§ Exercise goal:
Reproduce the records from the line that contains "An instance is defined as any distinct occurrence of eyebrow." through the line that contains "[554,377,815,712]", with both of those lines included. Keep every request line unchanged, and raise each bounding box coordinate in the answers by 94.

--- START OF Supplied material ---

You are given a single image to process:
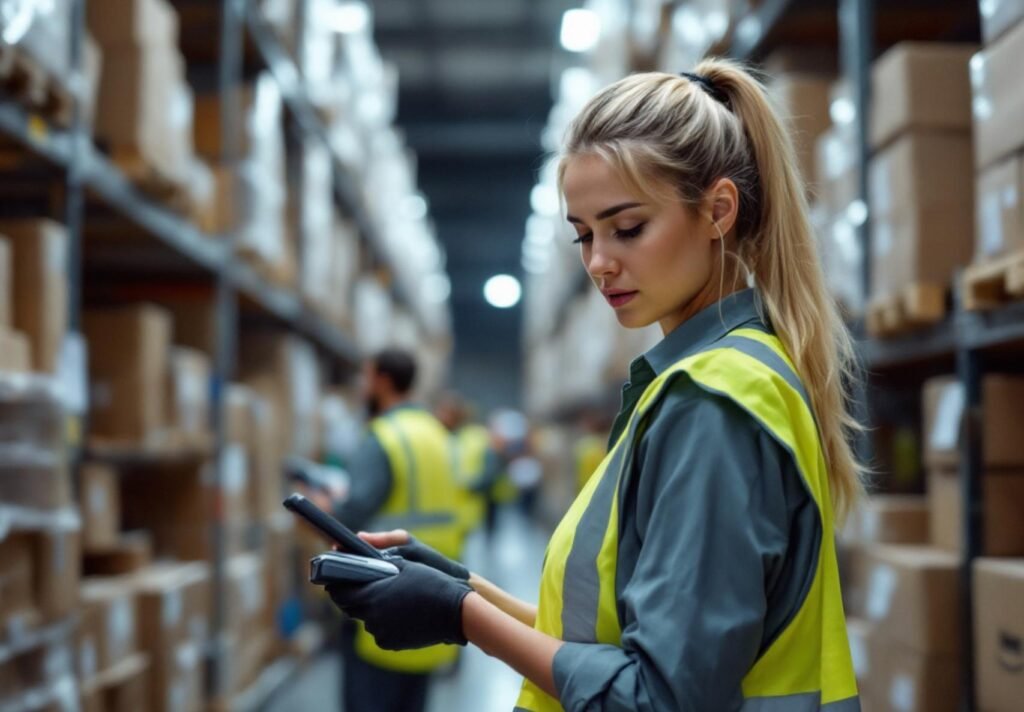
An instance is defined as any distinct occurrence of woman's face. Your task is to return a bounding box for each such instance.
[562,155,721,334]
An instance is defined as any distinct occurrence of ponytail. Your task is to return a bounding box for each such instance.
[562,59,864,521]
[696,59,864,520]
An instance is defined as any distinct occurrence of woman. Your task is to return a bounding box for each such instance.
[331,60,861,712]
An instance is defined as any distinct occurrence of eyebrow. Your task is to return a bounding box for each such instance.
[565,203,643,223]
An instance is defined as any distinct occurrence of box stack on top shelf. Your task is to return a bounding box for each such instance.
[867,43,976,337]
[964,0,1024,309]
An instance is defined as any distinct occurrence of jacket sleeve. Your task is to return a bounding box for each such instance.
[335,433,392,531]
[554,377,815,712]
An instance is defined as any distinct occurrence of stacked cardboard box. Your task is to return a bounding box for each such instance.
[923,375,1024,556]
[971,7,1024,261]
[868,43,976,299]
[87,0,194,185]
[768,73,831,192]
[83,304,211,451]
[195,74,298,286]
[973,558,1024,712]
[132,563,211,712]
[0,219,68,374]
[77,577,150,712]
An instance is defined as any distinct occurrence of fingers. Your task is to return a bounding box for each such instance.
[359,529,410,549]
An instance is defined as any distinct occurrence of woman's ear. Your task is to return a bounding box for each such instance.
[707,178,739,237]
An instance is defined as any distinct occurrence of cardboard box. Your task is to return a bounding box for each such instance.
[83,530,154,576]
[135,563,210,712]
[83,304,172,445]
[861,627,961,712]
[978,0,1024,44]
[923,374,1024,469]
[842,495,929,544]
[79,577,138,674]
[864,545,961,656]
[86,0,178,47]
[0,237,14,331]
[80,654,150,712]
[0,533,35,630]
[0,327,32,373]
[167,346,212,449]
[0,219,68,373]
[971,23,1024,168]
[121,458,248,561]
[868,132,974,297]
[769,74,831,190]
[95,45,194,184]
[974,154,1024,261]
[928,469,1024,556]
[870,42,978,151]
[240,332,321,456]
[79,462,121,551]
[973,558,1024,712]
[34,529,82,622]
[0,462,74,510]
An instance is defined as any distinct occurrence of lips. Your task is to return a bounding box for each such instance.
[602,289,637,309]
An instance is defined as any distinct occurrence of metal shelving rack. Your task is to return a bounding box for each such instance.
[0,0,423,709]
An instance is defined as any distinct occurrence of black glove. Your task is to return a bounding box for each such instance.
[383,535,469,581]
[327,558,473,651]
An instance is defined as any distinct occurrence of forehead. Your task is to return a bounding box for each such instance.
[562,154,643,212]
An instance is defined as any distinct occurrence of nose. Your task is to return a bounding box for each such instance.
[585,238,618,280]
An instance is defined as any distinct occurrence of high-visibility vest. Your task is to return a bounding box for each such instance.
[452,423,490,535]
[355,408,461,673]
[516,329,860,712]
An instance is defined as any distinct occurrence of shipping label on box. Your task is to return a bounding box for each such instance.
[974,155,1024,261]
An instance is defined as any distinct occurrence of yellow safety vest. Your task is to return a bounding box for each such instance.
[516,329,859,712]
[452,424,490,536]
[355,408,461,673]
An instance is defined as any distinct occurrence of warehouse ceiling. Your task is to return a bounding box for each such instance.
[373,0,581,407]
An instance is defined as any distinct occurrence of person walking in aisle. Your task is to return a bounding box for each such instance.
[310,349,462,712]
[321,59,862,712]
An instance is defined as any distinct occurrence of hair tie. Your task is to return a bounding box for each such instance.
[679,72,732,111]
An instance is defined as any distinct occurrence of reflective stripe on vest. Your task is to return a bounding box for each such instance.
[516,329,859,712]
[355,408,460,673]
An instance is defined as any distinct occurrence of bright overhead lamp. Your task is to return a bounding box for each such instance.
[328,0,370,35]
[483,275,522,309]
[560,8,601,52]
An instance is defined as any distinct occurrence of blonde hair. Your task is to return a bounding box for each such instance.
[560,59,864,521]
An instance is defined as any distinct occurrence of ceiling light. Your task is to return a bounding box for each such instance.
[483,275,522,309]
[327,2,370,35]
[561,8,601,52]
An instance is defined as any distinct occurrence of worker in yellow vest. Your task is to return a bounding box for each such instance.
[314,349,462,712]
[321,59,862,712]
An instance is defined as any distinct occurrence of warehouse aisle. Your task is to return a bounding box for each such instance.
[268,509,548,712]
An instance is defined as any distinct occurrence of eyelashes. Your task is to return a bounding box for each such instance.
[572,222,647,245]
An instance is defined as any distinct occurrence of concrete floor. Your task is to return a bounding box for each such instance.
[266,510,549,712]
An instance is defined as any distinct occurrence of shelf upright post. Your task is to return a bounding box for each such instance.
[209,0,245,699]
[839,0,874,463]
[956,311,985,712]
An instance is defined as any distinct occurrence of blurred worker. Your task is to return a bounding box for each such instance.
[311,349,461,712]
[572,405,611,493]
[328,59,862,712]
[434,390,493,536]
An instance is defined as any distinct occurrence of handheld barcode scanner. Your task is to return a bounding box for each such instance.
[284,494,398,586]
[309,551,398,586]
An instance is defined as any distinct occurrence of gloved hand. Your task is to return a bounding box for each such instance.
[381,535,469,581]
[327,558,473,651]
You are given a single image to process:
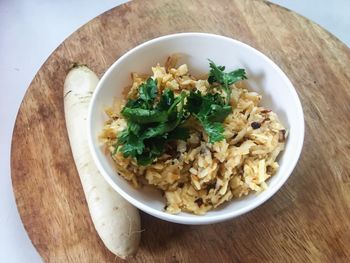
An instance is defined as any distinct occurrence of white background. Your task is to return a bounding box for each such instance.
[0,0,350,263]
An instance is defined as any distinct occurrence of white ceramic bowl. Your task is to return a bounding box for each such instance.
[88,33,304,225]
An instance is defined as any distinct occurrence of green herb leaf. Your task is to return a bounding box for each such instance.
[167,127,190,141]
[201,120,225,143]
[139,78,157,103]
[120,133,145,157]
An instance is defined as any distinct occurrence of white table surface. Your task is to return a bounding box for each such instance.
[0,0,350,263]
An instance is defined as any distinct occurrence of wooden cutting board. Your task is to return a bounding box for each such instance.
[11,0,350,262]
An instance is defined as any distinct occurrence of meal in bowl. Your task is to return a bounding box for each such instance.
[100,56,286,214]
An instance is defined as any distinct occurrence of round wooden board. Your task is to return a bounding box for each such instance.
[11,0,350,262]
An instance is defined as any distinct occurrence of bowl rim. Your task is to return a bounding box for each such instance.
[87,32,305,225]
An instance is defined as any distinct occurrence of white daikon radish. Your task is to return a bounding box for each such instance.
[64,66,140,258]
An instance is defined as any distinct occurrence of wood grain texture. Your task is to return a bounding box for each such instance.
[11,0,350,262]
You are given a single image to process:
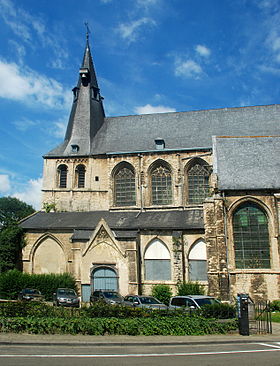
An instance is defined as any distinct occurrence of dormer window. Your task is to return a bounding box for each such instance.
[71,145,80,154]
[155,137,165,150]
[72,86,79,101]
[80,67,90,85]
[91,86,101,101]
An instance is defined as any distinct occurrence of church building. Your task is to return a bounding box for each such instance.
[21,40,280,302]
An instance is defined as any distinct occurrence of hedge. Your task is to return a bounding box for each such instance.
[0,270,76,301]
[0,317,237,336]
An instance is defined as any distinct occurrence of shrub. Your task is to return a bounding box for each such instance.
[270,300,280,311]
[177,282,205,296]
[0,270,76,301]
[152,285,172,305]
[0,317,237,335]
[199,304,236,319]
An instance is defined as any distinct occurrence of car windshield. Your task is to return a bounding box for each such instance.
[57,289,76,296]
[23,288,41,295]
[195,297,219,306]
[139,297,160,304]
[103,291,121,299]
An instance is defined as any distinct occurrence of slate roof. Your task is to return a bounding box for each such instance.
[21,209,204,230]
[46,104,280,157]
[213,136,280,190]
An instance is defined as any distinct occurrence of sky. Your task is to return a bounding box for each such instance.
[0,0,280,209]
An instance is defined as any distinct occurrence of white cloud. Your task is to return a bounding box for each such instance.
[13,118,37,131]
[12,178,43,210]
[195,44,211,57]
[175,59,203,79]
[117,17,156,43]
[0,174,11,193]
[0,60,70,109]
[134,104,176,114]
[0,0,68,69]
[137,0,159,7]
[53,118,68,138]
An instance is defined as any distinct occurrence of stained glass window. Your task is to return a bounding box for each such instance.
[187,163,209,204]
[76,165,86,188]
[151,165,172,205]
[144,240,171,281]
[233,203,270,268]
[57,164,67,188]
[114,167,136,206]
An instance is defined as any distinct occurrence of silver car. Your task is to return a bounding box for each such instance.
[124,295,168,310]
[53,288,80,308]
[169,295,220,310]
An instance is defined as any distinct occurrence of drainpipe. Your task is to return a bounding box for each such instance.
[222,192,231,299]
[136,228,143,295]
[138,154,143,214]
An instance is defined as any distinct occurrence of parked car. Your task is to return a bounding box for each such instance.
[124,295,168,310]
[90,290,123,305]
[53,288,80,308]
[18,288,44,301]
[169,295,220,310]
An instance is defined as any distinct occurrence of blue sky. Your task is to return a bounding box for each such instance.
[0,0,280,209]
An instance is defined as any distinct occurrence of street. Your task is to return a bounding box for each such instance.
[0,341,280,366]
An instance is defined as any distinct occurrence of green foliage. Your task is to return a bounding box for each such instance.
[0,222,25,273]
[43,202,56,213]
[0,197,34,273]
[0,270,76,301]
[271,312,280,323]
[152,285,172,305]
[270,300,280,311]
[0,317,237,335]
[177,282,205,296]
[199,304,236,319]
[0,197,35,226]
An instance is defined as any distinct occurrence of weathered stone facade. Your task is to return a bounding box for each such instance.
[22,42,280,301]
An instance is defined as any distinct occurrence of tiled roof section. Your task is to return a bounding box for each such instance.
[88,105,280,154]
[71,230,137,241]
[213,136,280,190]
[21,209,204,230]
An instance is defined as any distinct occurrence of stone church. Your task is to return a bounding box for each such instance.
[21,40,280,301]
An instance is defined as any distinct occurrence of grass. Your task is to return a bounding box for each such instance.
[271,311,280,323]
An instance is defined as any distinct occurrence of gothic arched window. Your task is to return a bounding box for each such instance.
[151,164,172,205]
[76,164,86,188]
[144,239,171,281]
[187,160,210,204]
[188,240,207,281]
[57,164,68,188]
[114,164,136,206]
[233,202,270,268]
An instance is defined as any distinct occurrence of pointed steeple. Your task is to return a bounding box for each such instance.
[59,32,105,156]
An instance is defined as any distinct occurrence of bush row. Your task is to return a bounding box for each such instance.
[0,270,76,301]
[0,301,236,319]
[0,317,237,336]
[270,300,280,311]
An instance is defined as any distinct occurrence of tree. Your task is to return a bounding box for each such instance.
[0,197,35,226]
[0,197,35,272]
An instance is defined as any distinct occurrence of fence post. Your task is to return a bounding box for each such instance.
[237,294,249,336]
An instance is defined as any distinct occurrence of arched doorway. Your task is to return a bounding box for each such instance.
[91,267,119,291]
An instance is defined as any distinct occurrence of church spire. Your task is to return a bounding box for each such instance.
[63,30,105,155]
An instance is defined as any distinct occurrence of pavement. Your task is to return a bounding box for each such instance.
[0,323,280,347]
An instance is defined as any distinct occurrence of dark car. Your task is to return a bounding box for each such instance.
[53,288,80,308]
[124,295,168,310]
[18,288,44,301]
[169,295,220,310]
[90,290,123,305]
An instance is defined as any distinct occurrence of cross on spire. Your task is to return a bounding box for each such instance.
[85,22,90,42]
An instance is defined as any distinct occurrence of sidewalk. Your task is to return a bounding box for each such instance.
[0,323,280,347]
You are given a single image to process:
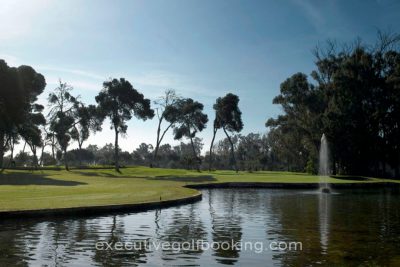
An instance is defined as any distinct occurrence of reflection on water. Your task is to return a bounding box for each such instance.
[318,193,331,254]
[0,189,400,266]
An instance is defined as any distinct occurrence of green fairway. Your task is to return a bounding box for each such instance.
[0,167,396,214]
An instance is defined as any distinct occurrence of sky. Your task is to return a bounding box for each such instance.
[0,0,400,155]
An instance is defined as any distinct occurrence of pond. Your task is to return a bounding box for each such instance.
[0,189,400,266]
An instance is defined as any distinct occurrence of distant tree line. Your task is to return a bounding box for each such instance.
[0,33,400,177]
[266,33,400,177]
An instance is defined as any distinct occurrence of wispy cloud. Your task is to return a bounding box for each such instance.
[46,76,102,91]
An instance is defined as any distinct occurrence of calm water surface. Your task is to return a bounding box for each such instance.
[0,189,400,266]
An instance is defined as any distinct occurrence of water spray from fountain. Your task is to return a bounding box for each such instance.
[318,134,331,193]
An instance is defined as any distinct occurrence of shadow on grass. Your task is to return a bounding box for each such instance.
[0,171,86,186]
[146,175,217,182]
[330,175,370,181]
[72,170,217,182]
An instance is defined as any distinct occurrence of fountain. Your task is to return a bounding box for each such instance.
[318,134,331,193]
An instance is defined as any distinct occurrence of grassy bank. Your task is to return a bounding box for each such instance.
[0,167,396,211]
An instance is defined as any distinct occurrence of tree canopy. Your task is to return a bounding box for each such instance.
[96,78,154,171]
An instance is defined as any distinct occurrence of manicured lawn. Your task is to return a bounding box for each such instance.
[0,167,396,211]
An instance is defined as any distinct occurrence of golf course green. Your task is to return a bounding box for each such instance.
[0,167,393,214]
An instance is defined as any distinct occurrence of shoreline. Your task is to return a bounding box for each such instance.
[0,182,400,219]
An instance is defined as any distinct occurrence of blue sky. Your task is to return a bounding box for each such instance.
[0,0,400,154]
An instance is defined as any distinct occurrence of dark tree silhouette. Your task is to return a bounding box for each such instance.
[96,78,154,172]
[71,103,104,165]
[48,80,80,170]
[209,93,243,172]
[0,59,46,168]
[19,104,46,169]
[174,98,208,171]
[150,89,180,167]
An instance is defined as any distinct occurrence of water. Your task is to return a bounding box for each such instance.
[0,189,400,266]
[318,134,330,192]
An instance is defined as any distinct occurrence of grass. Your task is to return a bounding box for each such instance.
[0,167,396,214]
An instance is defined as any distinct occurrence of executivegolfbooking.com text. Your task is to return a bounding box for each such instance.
[96,240,303,253]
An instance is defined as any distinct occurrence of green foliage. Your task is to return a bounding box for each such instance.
[0,59,46,167]
[96,78,154,171]
[266,31,400,177]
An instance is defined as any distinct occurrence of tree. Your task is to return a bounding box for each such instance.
[209,93,243,172]
[132,143,153,165]
[19,104,46,168]
[96,78,154,172]
[48,80,79,170]
[150,89,180,167]
[174,98,208,171]
[266,33,400,177]
[0,59,46,168]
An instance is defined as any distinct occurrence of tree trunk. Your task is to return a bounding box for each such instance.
[64,149,69,171]
[190,136,200,172]
[222,127,239,173]
[114,129,120,172]
[208,127,218,172]
[150,117,162,168]
[0,132,5,169]
[39,145,46,166]
[51,133,56,161]
[78,141,83,167]
[150,121,172,168]
[32,148,38,170]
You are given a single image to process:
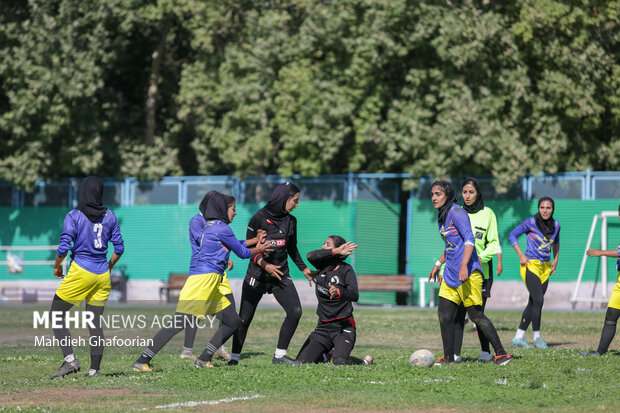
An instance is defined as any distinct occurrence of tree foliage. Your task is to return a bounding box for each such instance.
[0,0,620,192]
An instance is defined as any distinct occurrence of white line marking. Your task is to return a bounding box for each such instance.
[140,394,263,410]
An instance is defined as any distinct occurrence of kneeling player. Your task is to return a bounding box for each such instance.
[297,235,373,364]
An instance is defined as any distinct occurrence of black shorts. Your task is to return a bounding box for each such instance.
[482,271,493,298]
[243,274,295,294]
[309,317,356,349]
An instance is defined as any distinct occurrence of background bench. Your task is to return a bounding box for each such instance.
[357,274,413,305]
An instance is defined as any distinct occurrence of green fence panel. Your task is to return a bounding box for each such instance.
[410,199,620,282]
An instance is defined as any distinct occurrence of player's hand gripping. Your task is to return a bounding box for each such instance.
[303,267,317,287]
[329,283,340,298]
[428,264,443,284]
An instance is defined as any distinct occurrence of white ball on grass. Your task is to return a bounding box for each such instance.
[409,349,435,367]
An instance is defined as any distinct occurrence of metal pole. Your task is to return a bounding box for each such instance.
[405,189,413,275]
[571,215,598,309]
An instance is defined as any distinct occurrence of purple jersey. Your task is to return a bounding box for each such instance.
[508,217,560,262]
[189,214,252,275]
[438,204,482,288]
[56,209,125,274]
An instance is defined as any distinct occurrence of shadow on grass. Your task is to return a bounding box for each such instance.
[239,351,267,360]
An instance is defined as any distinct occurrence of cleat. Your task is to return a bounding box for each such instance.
[213,344,230,361]
[534,337,548,348]
[133,361,153,373]
[579,351,602,356]
[512,338,532,348]
[271,356,301,366]
[180,349,196,360]
[478,351,493,362]
[433,356,454,367]
[50,359,80,379]
[493,354,512,366]
[194,359,215,368]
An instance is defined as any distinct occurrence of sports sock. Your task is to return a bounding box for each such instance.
[198,343,217,361]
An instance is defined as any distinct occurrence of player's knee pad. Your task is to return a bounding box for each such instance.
[286,307,302,320]
[332,357,347,366]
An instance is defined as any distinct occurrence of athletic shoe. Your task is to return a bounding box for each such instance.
[181,349,196,360]
[271,356,301,366]
[213,345,230,361]
[433,356,454,367]
[478,351,493,362]
[194,359,215,368]
[512,338,532,348]
[534,337,548,348]
[493,354,512,366]
[133,361,153,373]
[50,359,80,379]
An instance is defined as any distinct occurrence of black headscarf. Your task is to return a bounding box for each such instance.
[329,235,348,264]
[534,196,555,239]
[461,178,484,214]
[431,181,456,224]
[263,182,299,219]
[77,176,107,222]
[199,191,230,224]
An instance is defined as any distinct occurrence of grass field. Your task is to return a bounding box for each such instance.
[0,306,620,412]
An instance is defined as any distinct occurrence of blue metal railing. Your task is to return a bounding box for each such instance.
[0,169,620,207]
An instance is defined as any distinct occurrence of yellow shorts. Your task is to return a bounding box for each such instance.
[608,271,620,310]
[56,261,112,307]
[439,270,482,307]
[521,260,551,284]
[176,272,232,318]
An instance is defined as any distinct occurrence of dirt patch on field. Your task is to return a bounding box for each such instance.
[0,387,133,407]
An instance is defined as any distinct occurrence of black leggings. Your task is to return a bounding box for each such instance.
[596,307,620,354]
[454,297,491,356]
[519,270,549,331]
[297,335,364,365]
[51,294,105,370]
[232,277,301,354]
[437,297,506,362]
[183,294,235,348]
[138,305,241,363]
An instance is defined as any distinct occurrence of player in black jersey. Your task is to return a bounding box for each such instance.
[297,235,373,364]
[228,182,312,365]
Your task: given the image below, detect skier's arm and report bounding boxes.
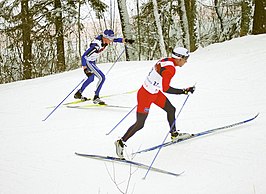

--- END OF Supplied material ---

§ Solution for this exercise:
An instance is defined as any distinct occurrence of eyebrow. Your task is to return a bounding box for each such instance.
[659,297,737,317]
An instance is defined as any distinct occurrence of box stack on top shelf. Your task is to return a bounding box for each such instance.
[961,137,1070,431]
[1058,94,1118,403]
An instance is defined as any distinct occurrence of jacket sleeve. Your task is to return a bounding box for each such instance.
[429,527,486,625]
[648,471,909,806]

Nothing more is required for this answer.